[SOURCE]:
=======

Or je crois que ces interminables débats institutionnels - s'ils peuvent passionner le microcosme bruxellois - ne font pas progresser la coopération en matière judiciaire. Que l'on retienne la méthode communautaire ou la méthode intergouvernementale, ce qui importe, madame la ministre, c'est l'efficacité. On le voit bien, puisque les matières communautarisées par le traité d'Amsterdam n'ont pas plus progressé que les autres.
Il convient, en effet, de se montrer pragmatique afin de répondre aux attentes légitimes et de plus en plus pressantes - convenons-en - des citoyens, ainsi qu'aux nécessités concrètes ressenties par les magistrats. Je citerai, à cet égard, plusieurs exemples.
De nombreux actes ou conventions, adoptés soit au sein du Conseil de l'Europe, soit au niveau de l'Union européenne, ne sont pas encore entrés en vigueur faute d'avoir été transposés ou ratifiés.
M. Daniel Hoeffel. Très juste !
M. Hubert Haenel, président de la délégation du Sénat pour l'Union européenne. Ainsi, deux conventions sur l'extradition ont été adoptées dans le cadre de l'Union européenne.
La première convention date du 10 mars 1995 et vise à simplifier la procédure d'extradition lorsque l'intéressé y consent. La seconde convention, signée le 27 septembre 1996, définit plus largement les faits pouvant donner lieu à extradition et limite les motifs qui permettent traditionnellement aux Etats de la refuser. Or, ni l'une ni l'autre n'ont été ratifiées par tous les Etats membres.
Malgré les nombreuses invitations en ce sens, plusieurs Etats doivent encore les ratifier et, parmi ceux-ci, malheureusement, la France. C'est une situation que l'on peut qualifier d'inadmissible. Il faut donc commencer par appliquer cet acquis si difficilement atteint. Et qu'on ne vienne pas dire que la faute en incombe au législateur, car les projets de loi n'ont toujours pas été déposés. J'aimerais que vous disiez au Sénat, madame la ministre, pourquoi la France tarde autant et quand vous comptez inscrire les projets de loi de ratification à l'ordre du jour des assemblées.

=======

Quelques enregistrements:
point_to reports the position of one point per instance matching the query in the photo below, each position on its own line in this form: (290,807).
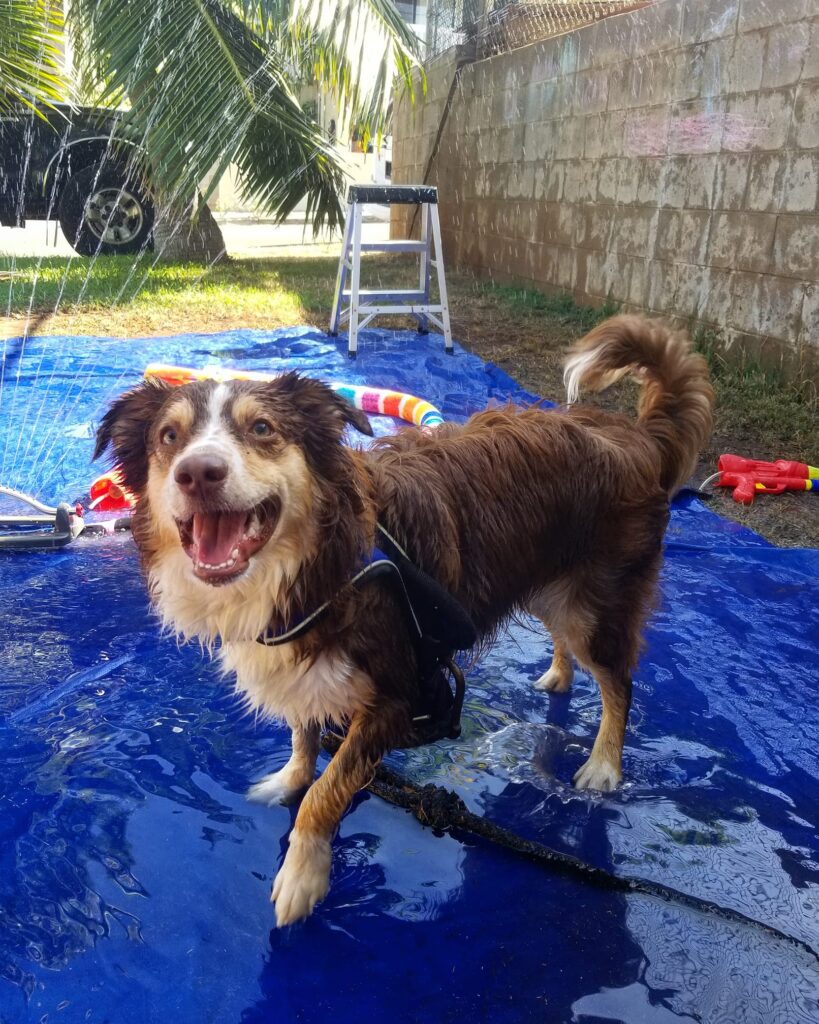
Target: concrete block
(593,227)
(607,180)
(742,241)
(716,67)
(638,283)
(628,181)
(613,130)
(656,28)
(651,79)
(701,177)
(572,181)
(662,284)
(674,182)
(666,244)
(553,183)
(805,130)
(801,188)
(758,121)
(634,232)
(540,139)
(569,138)
(705,19)
(567,217)
(648,189)
(730,182)
(554,57)
(810,70)
(591,91)
(694,232)
(696,126)
(604,43)
(767,305)
(795,250)
(766,181)
(646,132)
(510,143)
(744,69)
(590,172)
(619,85)
(693,285)
(809,332)
(594,136)
(787,46)
(548,222)
(764,13)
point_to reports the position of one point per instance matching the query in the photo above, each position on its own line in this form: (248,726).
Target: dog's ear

=======

[OBJECTIFS]:
[1] Reproduisez intégralement le texte sur la coopération judiciaire européenne.
[2] Réécrivez les enregistrements depuis la ligne contenant « this form: (248,726). » jusqu'à la fin des enregistrements, en remplaçant « dog's ear » par « cat's ear » sans rien changer d'autre, et ne donnez que ces lignes.
Le texte et les enregistrements n'ont aucun lien entre eux.

[RÉPONSES ATTENDUES]:
[1]
Or je crois que ces interminables débats institutionnels - s'ils peuvent passionner le microcosme bruxellois - ne font pas progresser la coopération en matière judiciaire. Que l'on retienne la méthode communautaire ou la méthode intergouvernementale, ce qui importe, madame la ministre, c'est l'efficacité. On le voit bien, puisque les matières communautarisées par le traité d'Amsterdam n'ont pas plus progressé que les autres.
Il convient, en effet, de se montrer pragmatique afin de répondre aux attentes légitimes et de plus en plus pressantes - convenons-en - des citoyens, ainsi qu'aux nécessités concrètes ressenties par les magistrats. Je citerai, à cet égard, plusieurs exemples.
De nombreux actes ou conventions, adoptés soit au sein du Conseil de l'Europe, soit au niveau de l'Union européenne, ne sont pas encore entrés en vigueur faute d'avoir été transposés ou ratifiés.
M. Daniel Hoeffel. Très juste !
M. Hubert Haenel, président de la délégation du Sénat pour l'Union européenne. Ainsi, deux conventions sur l'extradition ont été adoptées dans le cadre de l'Union européenne.
La première convention date du 10 mars 1995 et vise à simplifier la procédure d'extradition lorsque l'intéressé y consent. La seconde convention, signée le 27 septembre 1996, définit plus largement les faits pouvant donner lieu à extradition et limite les motifs qui permettent traditionnellement aux Etats de la refuser. Or, ni l'une ni l'autre n'ont été ratifiées par tous les Etats membres.
Malgré les nombreuses invitations en ce sens, plusieurs Etats doivent encore les ratifier et, parmi ceux-ci, malheureusement, la France. C'est une situation que l'on peut qualifier d'inadmissible. Il faut donc commencer par appliquer cet acquis si difficilement atteint. Et qu'on ne vienne pas dire que la faute en incombe au législateur, car les projets de loi n'ont toujours pas été déposés. J'aimerais que vous disiez au Sénat, madame la ministre, pourquoi la France tarde autant et quand vous comptez inscrire les projets de loi de ratification à l'ordre du jour des assemblées.

[2]
point_to reports the position of one point per instance matching the query in the photo above, each position on its own line in this form: (248,726).
Target: cat's ear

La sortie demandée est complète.